### Selection
For Harry Potter and the Goblet of Fire, one Christian critic stated how ill she felt knowing that parents who brought their children to the theater weren’t raising them properly, not only because of the lure of witchcraft, but because all of these children would be terrified by the film, would have nightmares, and wouldn’t be able to handle it.  However, by the end of her article she contradicts herself when she says she spoke to parents and found this wasn’t the case.  The kids can enjoy the movie just fine without trauma.  Instead of admitting that her position was wrong to begin with, she just rambles that this is a bad sign.  How, she doesn’t say.

But not all Christian groups oppose Harry and his pals, and these people are almost as funny.  Jeffrey Overstreet of Christianity Today defends The Goblet of Fire saying:

While real-world witchcraft is certainly a dangerous and deceptive practice, more and more Christians are coming to appreciate the way the Potter stories use make-believe magic to illustrate the spiritual conflict in the real world.

And Steven D. Greydanus of Decent Films follows that up with:

…the only elements that in any way resemble real-world occult practices are unambiguously evil, from the Unforgivable Curses to the quasi-sacrificial ritual used to restore Voldemort.

So to them, the magic is OK because it isn’t like the magic in our world.  Guess what people—there is no magic in our world!  Zero.  And no one who calls himself a pagan or a witch or an occultist is sacrificing body parts in a big vat.  They might be gazing at some crystals and asking for wisdom from the mother godess (sort of like Christians gazing at a rosary or asking for wisdom from the Father, God).  Did these people learn comparative theology by watching 1950s horror flicks?

Like the three films before it, Harry Potter and the Goblet of Fire says nothing one way or the other about religion or deities.  And in this episode, where Harry doesn’t have a chance to do anything but react, he isn’t even self motivating.  This is a film that sits out any debates on free thinking, realism, spiritualism, atheism, agnosticism, and theism.

What it does is entertain in a series of wild, effects laden scenes.  There’s a team of pegasi pulling a flying coach.  There’s attacking, acrobatic merfolk.  There’s people transforming into other people, wand duels, and a dizzying, dynamic hedge maze.  And there’s the most realistic dragon made-to-date engaging Harry in an aeronautic duel.  It all looks great.

### Dataset entries
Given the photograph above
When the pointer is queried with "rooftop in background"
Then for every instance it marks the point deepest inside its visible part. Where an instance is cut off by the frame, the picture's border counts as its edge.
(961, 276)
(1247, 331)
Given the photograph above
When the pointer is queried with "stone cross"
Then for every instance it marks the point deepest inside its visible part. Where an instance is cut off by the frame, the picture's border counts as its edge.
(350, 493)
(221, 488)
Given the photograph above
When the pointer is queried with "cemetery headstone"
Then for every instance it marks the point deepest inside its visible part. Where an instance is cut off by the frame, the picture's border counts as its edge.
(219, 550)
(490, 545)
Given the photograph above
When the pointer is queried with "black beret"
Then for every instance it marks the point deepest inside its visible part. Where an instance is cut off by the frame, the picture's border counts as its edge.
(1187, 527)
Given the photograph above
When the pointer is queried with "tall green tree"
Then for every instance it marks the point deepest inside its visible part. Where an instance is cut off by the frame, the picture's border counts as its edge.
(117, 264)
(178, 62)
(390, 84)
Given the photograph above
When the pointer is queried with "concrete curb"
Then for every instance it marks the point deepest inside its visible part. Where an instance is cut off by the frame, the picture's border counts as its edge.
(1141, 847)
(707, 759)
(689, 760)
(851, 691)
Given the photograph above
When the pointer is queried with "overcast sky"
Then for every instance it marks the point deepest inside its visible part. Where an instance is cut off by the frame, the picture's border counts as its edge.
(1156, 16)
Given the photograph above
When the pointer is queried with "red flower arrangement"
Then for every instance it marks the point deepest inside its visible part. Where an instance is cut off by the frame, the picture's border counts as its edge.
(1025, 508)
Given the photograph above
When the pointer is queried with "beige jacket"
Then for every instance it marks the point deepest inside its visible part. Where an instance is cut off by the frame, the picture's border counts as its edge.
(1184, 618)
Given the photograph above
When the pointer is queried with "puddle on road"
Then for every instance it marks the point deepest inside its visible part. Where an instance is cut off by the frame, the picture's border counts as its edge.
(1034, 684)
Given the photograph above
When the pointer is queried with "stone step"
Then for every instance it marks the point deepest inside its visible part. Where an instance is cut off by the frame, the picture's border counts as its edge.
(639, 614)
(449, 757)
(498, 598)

### Task requirements
1/ Decide whether each statement agrees with the Goblet of Fire review. Answer yes or no, and quote the words from the review that decide it.
(a) The critic who objected to the film later learned from parents that children were not traumatized by it.
(b) Jeffrey Overstreet writes for Decent Films.
(c) The review says the film takes a clear position on religion.
2/ Answer these questions using the Goblet of Fire review:
(a) According to Steven D. Greydanus, which ritual was used to restore Voldemort?
(b) How many films came before this one?
(c) What pulls the flying coach?
3/ Return the passage of the Goblet of Fire review from "So to them, the" to "1950s horror flicks?", copying it without any changes.

### Solutions in order
1/
(a) Yes: "she spoke to parents and found this wasn’t the case"
(b) No: "Jeffrey Overstreet of Christianity Today"
(c) No: "says nothing one way or the other about religion or deities"

2/
(a) A quasi-sacrificial ritual.
(b) Three.
(c) A team of pegasi.

3/
So to them, the magic is OK because it isn’t like the magic in our world.  Guess what people—there is no magic in our world!  Zero.  And no one who calls himself a pagan or a witch or an occultist is sacrificing body parts in a big vat.  They might be gazing at some crystals and asking for wisdom from the mother godess (sort of like Christians gazing at a rosary or asking for wisdom from the Father, God).  Did these people learn comparative theology by watching 1950s horror flicks?